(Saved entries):
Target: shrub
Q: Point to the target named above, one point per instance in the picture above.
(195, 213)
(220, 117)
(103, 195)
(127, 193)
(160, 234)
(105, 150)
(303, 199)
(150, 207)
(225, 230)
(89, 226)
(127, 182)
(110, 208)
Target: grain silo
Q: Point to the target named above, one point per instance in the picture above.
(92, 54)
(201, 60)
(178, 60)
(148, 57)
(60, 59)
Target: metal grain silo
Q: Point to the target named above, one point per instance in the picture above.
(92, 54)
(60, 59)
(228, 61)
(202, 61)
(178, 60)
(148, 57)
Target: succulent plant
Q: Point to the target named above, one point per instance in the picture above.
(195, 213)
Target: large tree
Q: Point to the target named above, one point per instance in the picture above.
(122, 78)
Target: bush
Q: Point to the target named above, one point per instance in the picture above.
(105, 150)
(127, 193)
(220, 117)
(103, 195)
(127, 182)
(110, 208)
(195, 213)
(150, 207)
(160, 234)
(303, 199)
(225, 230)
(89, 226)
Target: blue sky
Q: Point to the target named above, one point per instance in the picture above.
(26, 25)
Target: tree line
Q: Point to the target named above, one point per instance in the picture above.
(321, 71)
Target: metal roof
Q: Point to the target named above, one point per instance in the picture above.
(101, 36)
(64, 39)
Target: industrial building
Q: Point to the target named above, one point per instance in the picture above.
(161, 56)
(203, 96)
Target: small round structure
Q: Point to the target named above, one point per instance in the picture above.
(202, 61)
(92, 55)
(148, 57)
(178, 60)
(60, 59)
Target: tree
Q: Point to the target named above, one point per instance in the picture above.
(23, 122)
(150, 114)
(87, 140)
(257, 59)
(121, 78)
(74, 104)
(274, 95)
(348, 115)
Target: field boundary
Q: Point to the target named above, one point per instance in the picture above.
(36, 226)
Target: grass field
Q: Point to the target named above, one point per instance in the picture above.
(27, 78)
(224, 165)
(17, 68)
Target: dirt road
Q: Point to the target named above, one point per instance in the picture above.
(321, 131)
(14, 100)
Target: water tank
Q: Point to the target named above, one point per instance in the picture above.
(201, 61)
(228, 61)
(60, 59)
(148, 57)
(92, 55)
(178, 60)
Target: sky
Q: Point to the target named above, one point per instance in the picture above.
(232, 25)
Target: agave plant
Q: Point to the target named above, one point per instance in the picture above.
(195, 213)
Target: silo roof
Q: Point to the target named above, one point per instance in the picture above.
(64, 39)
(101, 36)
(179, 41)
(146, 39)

(Required work): Pull every line containing "silo" out of the records.

(Expected output):
Target: grain silo
Target: metal grain silo
Target: silo roof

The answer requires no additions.